▶ Assignment:
Down to the last line, output the records below exactly.

▶ Input records:
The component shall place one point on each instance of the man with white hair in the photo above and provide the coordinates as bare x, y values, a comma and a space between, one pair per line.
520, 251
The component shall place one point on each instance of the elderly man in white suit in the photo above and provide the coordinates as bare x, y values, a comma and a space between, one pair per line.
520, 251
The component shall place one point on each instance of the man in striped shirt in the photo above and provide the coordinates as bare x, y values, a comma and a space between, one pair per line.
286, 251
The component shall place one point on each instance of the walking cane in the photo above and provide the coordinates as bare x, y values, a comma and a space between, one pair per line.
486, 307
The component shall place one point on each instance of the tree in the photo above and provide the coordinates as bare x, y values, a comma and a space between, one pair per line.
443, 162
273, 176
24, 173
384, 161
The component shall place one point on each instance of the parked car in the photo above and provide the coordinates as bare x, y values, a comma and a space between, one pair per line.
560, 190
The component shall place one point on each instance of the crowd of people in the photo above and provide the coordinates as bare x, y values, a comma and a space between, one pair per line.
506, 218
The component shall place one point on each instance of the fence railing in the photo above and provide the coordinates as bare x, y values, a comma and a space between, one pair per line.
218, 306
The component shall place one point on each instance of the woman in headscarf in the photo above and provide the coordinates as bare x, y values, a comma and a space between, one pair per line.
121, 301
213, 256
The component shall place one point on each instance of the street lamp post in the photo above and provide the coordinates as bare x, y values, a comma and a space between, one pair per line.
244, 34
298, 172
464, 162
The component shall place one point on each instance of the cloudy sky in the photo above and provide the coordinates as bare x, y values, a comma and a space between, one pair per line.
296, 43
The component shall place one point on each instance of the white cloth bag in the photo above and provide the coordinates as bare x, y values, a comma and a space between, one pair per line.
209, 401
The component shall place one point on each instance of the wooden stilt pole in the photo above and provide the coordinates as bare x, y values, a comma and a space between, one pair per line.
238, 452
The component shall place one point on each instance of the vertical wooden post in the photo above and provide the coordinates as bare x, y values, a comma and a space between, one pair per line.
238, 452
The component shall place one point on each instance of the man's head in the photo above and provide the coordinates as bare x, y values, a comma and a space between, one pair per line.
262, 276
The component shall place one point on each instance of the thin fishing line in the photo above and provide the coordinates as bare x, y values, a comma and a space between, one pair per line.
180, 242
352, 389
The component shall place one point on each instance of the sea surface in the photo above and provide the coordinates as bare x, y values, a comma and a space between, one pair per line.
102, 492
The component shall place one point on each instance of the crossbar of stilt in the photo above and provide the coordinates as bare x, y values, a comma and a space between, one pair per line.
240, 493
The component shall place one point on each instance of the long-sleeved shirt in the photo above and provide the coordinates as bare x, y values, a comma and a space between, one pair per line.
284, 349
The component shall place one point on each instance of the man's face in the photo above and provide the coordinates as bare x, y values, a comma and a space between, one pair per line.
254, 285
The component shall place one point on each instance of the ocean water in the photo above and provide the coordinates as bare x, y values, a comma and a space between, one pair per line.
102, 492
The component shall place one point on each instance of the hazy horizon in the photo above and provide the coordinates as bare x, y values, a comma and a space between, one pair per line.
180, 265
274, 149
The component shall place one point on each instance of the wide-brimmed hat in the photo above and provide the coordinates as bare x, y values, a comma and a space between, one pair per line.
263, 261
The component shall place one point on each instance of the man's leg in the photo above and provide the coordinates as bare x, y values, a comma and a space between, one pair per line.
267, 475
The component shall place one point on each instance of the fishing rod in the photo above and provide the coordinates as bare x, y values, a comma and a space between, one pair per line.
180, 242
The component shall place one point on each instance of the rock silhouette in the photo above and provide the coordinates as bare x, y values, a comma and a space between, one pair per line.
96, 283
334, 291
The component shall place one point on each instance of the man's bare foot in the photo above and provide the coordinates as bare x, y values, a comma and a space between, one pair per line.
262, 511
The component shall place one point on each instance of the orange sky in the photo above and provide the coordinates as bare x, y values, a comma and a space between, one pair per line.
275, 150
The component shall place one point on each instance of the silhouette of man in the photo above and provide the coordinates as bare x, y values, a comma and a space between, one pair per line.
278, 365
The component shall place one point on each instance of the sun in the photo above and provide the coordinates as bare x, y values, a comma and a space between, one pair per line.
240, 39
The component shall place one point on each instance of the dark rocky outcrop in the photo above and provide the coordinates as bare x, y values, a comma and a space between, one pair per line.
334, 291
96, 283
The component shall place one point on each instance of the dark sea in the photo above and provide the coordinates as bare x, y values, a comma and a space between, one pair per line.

▶ Finished exercise:
The component shall place one point on each instance of the man with white hair in the photo above and provide the coordinates as bare x, y values, a comma and a space between, one pair per line.
520, 251
The component shall place one point on each instance of the elderly man in white suit in the photo above and provide the coordinates as bare x, y values, a comma and a space between, one pair per line.
520, 251
The component shall place one point on each instance of the man in striped shirt in the photo above and provide the coordinates as bare x, y values, a comma and a space between, one pair per line.
286, 251
The component shall place one point on each instance of the walking cane in the photo above and provide the coordinates as bare x, y values, a comma and a space between, one pair per line.
486, 307
The component shall place one point on each instance of the tree in the photo above and provide the coordinates as bare x, y values, a comma and a space between, one pair per line.
443, 162
273, 176
24, 173
384, 161
The component shall place one point on each instance of the parked car in the photo above and provide the coordinates as bare x, y values, a comma and a space between, one pair per line.
560, 190
The component shall place one point on each instance of the crowd of people in the photo above and provide the coordinates as bare x, y values, a comma and a space between, one pair per line.
506, 218
The component shall place one point on each instance of the fence railing in the photo above and provide the coordinates as bare x, y values, a comma and a space between, one pair per line.
218, 306
The component shall place one point on each instance of the woman in headscarf in the photo above and provide the coordinates as bare x, y values, a comma and a space between, one pair per line.
121, 301
213, 256
The component shall place one point on each instance of the street lamp post in the photo above and provide the coordinates as bare x, y values, a comma and a space between, one pair per line.
244, 34
298, 172
464, 162
The component shall place one point on each instance of the cloudy sky in the photo above and provide the coordinates as bare x, y values, a comma and a space between, one pair per line.
296, 43
The component shall place one point on each instance of the white cloth bag in the photo above and provide the coordinates as bare x, y values, a comma and a space between, one pair per line.
209, 401
The component shall place one point on each instance of the wooden stilt pole in the photo above and provide the coordinates as bare x, y values, a comma and a space between, one pair per line.
238, 452
The component shall place one point on each instance of the vertical wooden post in the photo above and provide the coordinates as bare x, y values, a comma and a space between, one pair per line.
238, 452
The component shall place one point on each instance of the man's head in the photo above and provide the coordinates as bare x, y values, a comma and a space between, one pair per line.
262, 276
The component shall place one point on each instance of the thin fishing line in the photo above and provide the coordinates as bare x, y values, a comma and a space between, one pair per line.
180, 242
352, 389
The component shall place one point on each instance of the sea surface in the photo above and provide the coordinates as bare x, y values, a comma and a space between, one pair per line.
102, 492
The component shall place one point on each instance of the crossbar of stilt in the photo above and provide the coordinates as bare x, y values, a comma and a space between, one pair per line.
240, 493
The component shall place one point on each instance of the long-sleeved shirt in the photo above and provide the coordinates as bare x, y values, a comma and a space between, one pair per line.
284, 349
The component shall place one point on each instance of the man's face in the photo above and provide the coordinates as bare x, y values, a comma and a space between, one pair per line.
254, 285
The component shall place one point on each instance of the ocean water in the photo above and provide the coordinates as bare x, y values, a comma and a space between, one pair per line.
102, 492
The component shall place one point on each instance of the hazy horizon in the photo above and provide the coordinates as bare x, y values, a comma and a space between, one pair per line.
180, 265
274, 149
The component shall place one point on each instance of the wide-brimmed hat in the photo above and provide the coordinates as bare x, y values, a comma and a space between, one pair per line.
263, 261
The component shall place one point on each instance of the man's leg in the photo above and provide the coordinates as bare x, y values, a comma and a space between, one pair per line.
267, 475
The component shall place one point on each instance of the fishing rod in the photo above and provide the coordinates as bare x, y values, a comma and a space between, one pair per line.
180, 242
The component shall place one point on each instance of the rock silhouette in the photo above and provide the coordinates as bare x, y values, a comma and a space between, one pair per line.
96, 283
334, 291
The component shall place one point on each instance of the man's bare foot in the photo above and provide the coordinates as bare x, y values, a comma and a space between, one pair per line.
262, 511
The component shall place one point on each instance of the orange sky in the photo above and provide the coordinates as bare x, y values, a comma and a space between, one pair per line.
275, 150
The component shall place one point on each instance of the silhouette of man in the photo above and provide the coordinates as bare x, y values, a comma and a space between, one pair per line.
278, 365
The component shall place one point on each instance of the sun in the photo above and provide the coordinates as bare x, y values, a comma and a space between, one pair per line.
240, 39
The component shall place one point on each instance of the dark rocky outcrop in the photo above and provide the coordinates as bare x, y values, a comma and a space between, one pair per line.
334, 291
96, 283
The component shall place one point on each instance of the dark sea in the photo above and provide the coordinates as bare x, y values, a comma and a space between, one pair per line.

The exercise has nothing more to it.